§ **Activity**
Using the data below, count the lines that carry the string "white" and write only the count.

Entries taken from a collection:
>>
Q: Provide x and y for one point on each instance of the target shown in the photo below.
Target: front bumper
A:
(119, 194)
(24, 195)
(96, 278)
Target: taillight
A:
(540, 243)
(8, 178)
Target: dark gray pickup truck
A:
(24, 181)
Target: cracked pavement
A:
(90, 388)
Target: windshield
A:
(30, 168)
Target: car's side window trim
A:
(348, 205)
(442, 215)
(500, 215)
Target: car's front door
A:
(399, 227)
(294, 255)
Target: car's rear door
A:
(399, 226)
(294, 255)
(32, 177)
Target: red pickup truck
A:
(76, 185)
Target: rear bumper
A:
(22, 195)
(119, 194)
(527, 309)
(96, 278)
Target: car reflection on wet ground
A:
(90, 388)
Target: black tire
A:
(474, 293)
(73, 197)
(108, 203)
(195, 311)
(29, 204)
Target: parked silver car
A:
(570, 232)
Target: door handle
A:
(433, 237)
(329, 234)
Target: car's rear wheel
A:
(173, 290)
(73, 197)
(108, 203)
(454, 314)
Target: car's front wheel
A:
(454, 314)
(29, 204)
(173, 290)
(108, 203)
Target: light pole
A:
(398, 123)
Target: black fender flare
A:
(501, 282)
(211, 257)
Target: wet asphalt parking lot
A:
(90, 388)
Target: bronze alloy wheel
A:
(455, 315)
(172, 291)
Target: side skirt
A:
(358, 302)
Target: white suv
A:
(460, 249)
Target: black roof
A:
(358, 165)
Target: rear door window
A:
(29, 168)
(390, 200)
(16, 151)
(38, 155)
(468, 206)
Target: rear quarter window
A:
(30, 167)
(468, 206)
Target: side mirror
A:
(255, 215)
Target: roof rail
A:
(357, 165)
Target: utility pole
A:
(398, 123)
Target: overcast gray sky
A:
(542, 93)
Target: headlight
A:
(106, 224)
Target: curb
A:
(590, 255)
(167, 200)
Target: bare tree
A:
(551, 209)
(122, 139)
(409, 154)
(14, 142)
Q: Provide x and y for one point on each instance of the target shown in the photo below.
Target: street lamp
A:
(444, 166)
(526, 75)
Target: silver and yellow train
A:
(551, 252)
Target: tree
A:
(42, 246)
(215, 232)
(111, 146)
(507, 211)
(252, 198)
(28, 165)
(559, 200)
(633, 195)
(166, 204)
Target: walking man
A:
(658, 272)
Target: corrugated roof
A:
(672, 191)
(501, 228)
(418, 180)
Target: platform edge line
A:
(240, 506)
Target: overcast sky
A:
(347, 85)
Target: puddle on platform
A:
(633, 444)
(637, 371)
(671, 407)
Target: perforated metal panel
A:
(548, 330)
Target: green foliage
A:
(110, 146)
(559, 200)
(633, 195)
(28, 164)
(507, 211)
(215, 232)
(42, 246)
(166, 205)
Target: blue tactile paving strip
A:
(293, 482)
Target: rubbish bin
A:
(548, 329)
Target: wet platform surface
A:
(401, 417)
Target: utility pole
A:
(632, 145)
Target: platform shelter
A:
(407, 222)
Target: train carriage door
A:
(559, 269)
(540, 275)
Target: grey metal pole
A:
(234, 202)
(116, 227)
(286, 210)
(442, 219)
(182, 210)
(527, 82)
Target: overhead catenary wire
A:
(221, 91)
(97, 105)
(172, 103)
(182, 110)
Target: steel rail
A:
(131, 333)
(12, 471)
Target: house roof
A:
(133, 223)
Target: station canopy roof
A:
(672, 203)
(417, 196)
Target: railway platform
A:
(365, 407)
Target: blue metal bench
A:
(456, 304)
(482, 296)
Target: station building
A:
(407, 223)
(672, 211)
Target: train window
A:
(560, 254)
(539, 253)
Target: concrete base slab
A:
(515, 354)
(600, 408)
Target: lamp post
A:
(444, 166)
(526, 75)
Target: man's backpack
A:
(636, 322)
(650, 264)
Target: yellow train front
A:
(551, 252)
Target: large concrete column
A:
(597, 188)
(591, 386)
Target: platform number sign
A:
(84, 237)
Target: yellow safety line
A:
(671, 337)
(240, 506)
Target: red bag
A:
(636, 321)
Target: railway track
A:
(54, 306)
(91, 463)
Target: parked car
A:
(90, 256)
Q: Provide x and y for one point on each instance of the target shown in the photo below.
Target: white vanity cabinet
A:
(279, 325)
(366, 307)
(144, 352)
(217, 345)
<<
>>
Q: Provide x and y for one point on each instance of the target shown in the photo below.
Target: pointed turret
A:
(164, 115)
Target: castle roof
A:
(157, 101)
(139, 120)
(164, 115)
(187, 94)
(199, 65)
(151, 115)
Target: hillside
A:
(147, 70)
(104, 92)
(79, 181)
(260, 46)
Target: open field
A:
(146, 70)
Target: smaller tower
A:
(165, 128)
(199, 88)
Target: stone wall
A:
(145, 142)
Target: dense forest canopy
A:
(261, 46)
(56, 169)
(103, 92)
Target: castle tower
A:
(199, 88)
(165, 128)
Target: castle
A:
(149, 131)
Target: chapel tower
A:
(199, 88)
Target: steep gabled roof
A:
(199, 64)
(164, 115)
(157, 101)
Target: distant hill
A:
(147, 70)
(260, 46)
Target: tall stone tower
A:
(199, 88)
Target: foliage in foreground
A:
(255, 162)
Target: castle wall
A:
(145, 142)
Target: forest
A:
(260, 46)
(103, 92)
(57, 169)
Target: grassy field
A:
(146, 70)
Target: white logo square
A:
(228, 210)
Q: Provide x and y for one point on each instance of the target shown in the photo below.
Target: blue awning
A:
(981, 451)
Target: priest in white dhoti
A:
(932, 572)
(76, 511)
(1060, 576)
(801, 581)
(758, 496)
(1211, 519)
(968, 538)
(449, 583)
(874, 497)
<<
§ **Written response**
4